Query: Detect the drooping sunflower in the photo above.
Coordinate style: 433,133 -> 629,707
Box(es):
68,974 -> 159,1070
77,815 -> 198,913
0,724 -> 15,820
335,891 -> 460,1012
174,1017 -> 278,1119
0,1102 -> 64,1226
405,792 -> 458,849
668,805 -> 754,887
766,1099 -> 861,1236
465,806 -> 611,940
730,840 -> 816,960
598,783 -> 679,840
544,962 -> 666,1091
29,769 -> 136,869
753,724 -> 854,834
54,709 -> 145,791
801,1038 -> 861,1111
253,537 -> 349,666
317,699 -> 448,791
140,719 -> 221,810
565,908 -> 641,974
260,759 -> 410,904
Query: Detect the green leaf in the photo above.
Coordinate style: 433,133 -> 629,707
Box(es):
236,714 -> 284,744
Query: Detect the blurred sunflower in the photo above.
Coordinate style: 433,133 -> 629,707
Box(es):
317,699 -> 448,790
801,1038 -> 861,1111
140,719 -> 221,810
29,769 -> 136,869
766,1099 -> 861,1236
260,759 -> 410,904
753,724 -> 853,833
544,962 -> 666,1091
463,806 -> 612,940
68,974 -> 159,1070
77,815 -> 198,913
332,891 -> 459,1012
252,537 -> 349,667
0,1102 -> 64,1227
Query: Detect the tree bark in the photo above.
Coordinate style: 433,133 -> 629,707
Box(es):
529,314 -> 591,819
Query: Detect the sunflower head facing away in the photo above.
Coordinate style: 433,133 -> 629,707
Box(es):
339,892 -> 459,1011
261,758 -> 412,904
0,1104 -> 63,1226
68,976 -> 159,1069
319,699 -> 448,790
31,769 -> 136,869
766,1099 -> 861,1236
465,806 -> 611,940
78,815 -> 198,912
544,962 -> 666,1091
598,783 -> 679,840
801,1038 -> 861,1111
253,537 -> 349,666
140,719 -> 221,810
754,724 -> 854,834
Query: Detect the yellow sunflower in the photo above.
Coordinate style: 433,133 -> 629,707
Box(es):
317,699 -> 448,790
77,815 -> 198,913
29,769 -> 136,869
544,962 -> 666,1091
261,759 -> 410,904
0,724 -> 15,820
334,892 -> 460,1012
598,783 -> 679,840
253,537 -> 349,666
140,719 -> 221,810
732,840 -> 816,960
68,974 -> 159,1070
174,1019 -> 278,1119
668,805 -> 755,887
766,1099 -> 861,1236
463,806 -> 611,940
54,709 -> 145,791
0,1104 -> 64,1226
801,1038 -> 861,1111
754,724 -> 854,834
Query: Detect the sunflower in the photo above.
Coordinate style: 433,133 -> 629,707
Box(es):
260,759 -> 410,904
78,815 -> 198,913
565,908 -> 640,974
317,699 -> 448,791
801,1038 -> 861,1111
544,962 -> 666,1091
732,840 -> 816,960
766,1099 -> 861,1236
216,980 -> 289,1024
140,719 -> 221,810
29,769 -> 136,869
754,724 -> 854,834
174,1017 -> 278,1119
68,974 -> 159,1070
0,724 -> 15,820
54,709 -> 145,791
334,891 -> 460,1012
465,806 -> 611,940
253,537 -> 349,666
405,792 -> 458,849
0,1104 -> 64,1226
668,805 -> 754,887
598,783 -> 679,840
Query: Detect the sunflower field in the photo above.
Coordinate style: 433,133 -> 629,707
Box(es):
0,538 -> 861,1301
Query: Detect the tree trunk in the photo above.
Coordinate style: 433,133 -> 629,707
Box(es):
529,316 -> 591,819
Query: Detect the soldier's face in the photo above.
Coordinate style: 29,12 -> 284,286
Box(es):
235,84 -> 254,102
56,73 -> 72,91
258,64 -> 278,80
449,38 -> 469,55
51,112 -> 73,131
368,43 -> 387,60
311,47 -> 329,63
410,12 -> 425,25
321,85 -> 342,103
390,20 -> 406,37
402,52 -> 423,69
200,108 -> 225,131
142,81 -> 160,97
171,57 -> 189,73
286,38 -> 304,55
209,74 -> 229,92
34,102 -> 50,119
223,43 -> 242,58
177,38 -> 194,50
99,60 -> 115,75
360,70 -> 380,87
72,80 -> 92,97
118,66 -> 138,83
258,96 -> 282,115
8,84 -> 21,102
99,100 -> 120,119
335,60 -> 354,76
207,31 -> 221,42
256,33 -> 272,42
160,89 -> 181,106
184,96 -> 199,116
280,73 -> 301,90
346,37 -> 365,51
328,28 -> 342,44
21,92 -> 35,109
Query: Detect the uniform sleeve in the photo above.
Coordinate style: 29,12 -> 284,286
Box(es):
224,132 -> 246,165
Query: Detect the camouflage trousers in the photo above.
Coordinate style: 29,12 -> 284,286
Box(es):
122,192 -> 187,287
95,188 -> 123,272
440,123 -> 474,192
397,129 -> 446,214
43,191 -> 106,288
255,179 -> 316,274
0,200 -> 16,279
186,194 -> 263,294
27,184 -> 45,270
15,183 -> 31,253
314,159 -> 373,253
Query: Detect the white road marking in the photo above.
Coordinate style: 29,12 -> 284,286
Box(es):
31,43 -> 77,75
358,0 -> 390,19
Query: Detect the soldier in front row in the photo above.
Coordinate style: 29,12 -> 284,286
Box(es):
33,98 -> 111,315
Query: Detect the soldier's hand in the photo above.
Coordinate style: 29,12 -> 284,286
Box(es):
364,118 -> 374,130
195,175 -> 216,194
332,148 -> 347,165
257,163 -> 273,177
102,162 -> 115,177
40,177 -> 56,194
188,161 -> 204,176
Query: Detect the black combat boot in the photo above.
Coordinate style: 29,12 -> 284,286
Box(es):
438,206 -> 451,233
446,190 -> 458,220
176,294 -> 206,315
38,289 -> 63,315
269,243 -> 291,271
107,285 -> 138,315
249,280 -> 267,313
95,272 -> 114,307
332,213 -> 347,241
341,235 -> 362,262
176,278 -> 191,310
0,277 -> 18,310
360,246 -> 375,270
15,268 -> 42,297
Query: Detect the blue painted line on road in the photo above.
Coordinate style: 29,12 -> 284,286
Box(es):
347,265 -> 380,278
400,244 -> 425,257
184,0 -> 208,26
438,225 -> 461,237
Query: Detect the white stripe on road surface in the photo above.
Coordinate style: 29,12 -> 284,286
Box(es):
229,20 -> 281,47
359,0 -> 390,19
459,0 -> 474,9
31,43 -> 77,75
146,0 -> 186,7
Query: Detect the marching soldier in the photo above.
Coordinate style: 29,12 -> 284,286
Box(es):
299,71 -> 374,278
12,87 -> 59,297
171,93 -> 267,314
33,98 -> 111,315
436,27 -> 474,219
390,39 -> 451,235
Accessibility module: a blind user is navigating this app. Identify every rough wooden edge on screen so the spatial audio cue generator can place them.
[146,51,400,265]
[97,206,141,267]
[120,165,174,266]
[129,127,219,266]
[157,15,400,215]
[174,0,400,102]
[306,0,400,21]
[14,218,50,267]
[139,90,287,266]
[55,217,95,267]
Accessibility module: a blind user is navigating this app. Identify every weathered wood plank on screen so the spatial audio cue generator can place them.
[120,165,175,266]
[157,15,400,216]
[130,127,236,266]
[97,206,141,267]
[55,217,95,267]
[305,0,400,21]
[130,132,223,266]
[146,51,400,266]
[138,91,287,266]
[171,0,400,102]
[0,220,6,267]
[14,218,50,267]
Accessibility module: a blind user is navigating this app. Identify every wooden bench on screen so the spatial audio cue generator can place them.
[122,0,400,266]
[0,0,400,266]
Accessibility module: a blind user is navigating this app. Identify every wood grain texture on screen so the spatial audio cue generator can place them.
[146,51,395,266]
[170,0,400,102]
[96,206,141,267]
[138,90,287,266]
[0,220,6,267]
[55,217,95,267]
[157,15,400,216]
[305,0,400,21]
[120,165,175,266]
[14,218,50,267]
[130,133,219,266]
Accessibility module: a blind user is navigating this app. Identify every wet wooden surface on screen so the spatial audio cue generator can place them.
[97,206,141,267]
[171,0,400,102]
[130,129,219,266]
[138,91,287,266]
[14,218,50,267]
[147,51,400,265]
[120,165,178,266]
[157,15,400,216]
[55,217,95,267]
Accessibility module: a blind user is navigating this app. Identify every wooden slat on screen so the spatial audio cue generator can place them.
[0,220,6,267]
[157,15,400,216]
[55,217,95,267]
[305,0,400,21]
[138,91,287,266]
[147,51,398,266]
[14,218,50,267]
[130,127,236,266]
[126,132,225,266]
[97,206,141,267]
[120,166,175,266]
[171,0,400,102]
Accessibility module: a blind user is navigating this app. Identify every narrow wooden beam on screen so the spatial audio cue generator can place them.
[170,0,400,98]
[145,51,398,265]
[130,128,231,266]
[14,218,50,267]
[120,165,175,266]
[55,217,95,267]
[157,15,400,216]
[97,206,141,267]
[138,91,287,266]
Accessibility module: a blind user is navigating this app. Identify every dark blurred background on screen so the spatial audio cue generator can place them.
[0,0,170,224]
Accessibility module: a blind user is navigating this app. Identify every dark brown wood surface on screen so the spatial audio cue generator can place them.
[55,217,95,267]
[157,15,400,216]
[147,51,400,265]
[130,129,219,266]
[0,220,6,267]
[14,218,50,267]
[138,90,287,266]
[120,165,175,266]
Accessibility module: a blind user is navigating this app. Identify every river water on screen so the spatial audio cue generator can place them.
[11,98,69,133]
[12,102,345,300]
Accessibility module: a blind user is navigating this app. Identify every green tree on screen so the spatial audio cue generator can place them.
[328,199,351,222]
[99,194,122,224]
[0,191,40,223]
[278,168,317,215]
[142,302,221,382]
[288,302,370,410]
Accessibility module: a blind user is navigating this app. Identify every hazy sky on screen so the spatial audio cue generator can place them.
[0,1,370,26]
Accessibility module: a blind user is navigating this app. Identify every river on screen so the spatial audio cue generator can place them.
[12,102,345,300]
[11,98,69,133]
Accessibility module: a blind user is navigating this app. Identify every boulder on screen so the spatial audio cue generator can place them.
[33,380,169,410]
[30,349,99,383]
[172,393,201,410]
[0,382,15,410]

▸ Direction: Please put the lines of the records, from the first line up to and including the line with "730,840 -> 816,960", into a numbered list with blank lines left out.

▸ Task solution:
1. Query: Detect the drooping sunflower in the photo above.
2. Coordinate style: 433,133 -> 629,707
3. Box(es):
4. 68,974 -> 159,1070
5. 77,815 -> 198,913
6. 0,724 -> 15,820
7. 335,891 -> 460,1012
8. 174,1017 -> 278,1119
9. 0,1102 -> 64,1226
10. 405,792 -> 458,849
11. 668,805 -> 754,887
12. 766,1099 -> 861,1236
13. 465,806 -> 611,940
14. 730,840 -> 816,960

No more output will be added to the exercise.